### VORLIEGENDER TEXT
Selbstverständlich wollen alle Verantwortlichen Reports. Dabei sind sie als Tätigkeitsnachweis (Wie viele Tickets pro Monat?) häufig wenig hilfreich. Sinnvoller sind Reports, die sich von konkreten Indikatoren ableiten und dazu beitragen, Incidents künftig vorzubeugen. So kann zum Beispiel eine Häufung von Router-Ausfällen anzeigen, dass ein Gerätetyp für bestimmte Umweltbedingungen wie Hitze und Staub ungeeignet ist. Auslastungsdaten von Druckern geben Hinweise darauf, ob Kauf oder Leasing der Geräte wirtschaftlicher ist. Indikatoren können auch die Qualität der angebotenen Serviceleistungen sein.
Die Basiseinrichtung eines ITSM-Systems muss dokumentiert werden. Tatsächlich geschieht das aufgrund der oft hohen Belastung des IT-Personals meistens nur lückenhaft. Unabdingbar aber ist, wenigstens die Konfigurationsänderungen gegenüber dem Standard-OTRS festzuhalten.
Die Phase der ITSM-Einführung
In der ITSM-Einführungsphase ist es wichtig, die IT-Mitarbeiter gut geschult in die Produktivphase des neuen ITSM-Systems mit gegebenenfalls neuen Prozessen starten zu lassen. "Learning by Doing" ist hier der falsche Weg. Sind die IT-Mitarbeiter im Umgang mit dem neuen system nicht kompetent, erkennen die Endanwender das sofort. Sie werden das Projekt ablehnen und in der Folge entsteht eine Investitionsruine.

### AUFGABEN ZUR ÜBUNG
1. Ändere im Text zur ITSM-Einführung alles von „Selbstverständlich wollen alle“ bis hinunter zu „dem Standard-OTRS festzuhalten.“, indem du „Router-Ausfällen“ durch „Server-Ausfällen“ ersetzt, und gib den Abschnitt so wieder.
2. Nenne alle verschiedenen Wörter mit Bindestrich, die im Text zur ITSM-Einführung vorkommen. Nenne sie in der Reihenfolge ihres ersten Auftretens und jedes nur einmal.
Stütze dich ausschließlich auf den Text.

### ANGEZEIGTE DATEN
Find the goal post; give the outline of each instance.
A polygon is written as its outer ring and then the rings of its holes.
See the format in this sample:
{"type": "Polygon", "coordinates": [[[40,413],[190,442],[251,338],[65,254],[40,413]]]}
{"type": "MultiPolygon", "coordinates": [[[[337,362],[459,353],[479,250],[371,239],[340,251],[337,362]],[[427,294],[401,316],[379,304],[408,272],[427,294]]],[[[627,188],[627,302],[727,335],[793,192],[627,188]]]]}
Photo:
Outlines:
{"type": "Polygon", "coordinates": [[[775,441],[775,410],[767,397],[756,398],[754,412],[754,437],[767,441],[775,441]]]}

### ERGEBNISSE DER ÜBUNG
1.
Selbstverständlich wollen alle Verantwortlichen Reports. Dabei sind sie als Tätigkeitsnachweis (Wie viele Tickets pro Monat?) häufig wenig hilfreich. Sinnvoller sind Reports, die sich von konkreten Indikatoren ableiten und dazu beitragen, Incidents künftig vorzubeugen. So kann zum Beispiel eine Häufung von Server-Ausfällen anzeigen, dass ein Gerätetyp für bestimmte Umweltbedingungen wie Hitze und Staub ungeeignet ist. Auslastungsdaten von Druckern geben Hinweise darauf, ob Kauf oder Leasing der Geräte wirtschaftlicher ist. Indikatoren können auch die Qualität der angebotenen Serviceleistungen sein.
Die Basiseinrichtung eines ITSM-Systems muss dokumentiert werden. Tatsächlich geschieht das aufgrund der oft hohen Belastung des IT-Personals meistens nur lückenhaft. Unabdingbar aber ist, wenigstens die Konfigurationsänderungen gegenüber dem Standard-OTRS festzuhalten.

2. Router-Ausfällen, ITSM-Systems, IT-Personals, Standard-OTRS, ITSM-Einführung, ITSM-Einführungsphase, IT-Mitarbeiter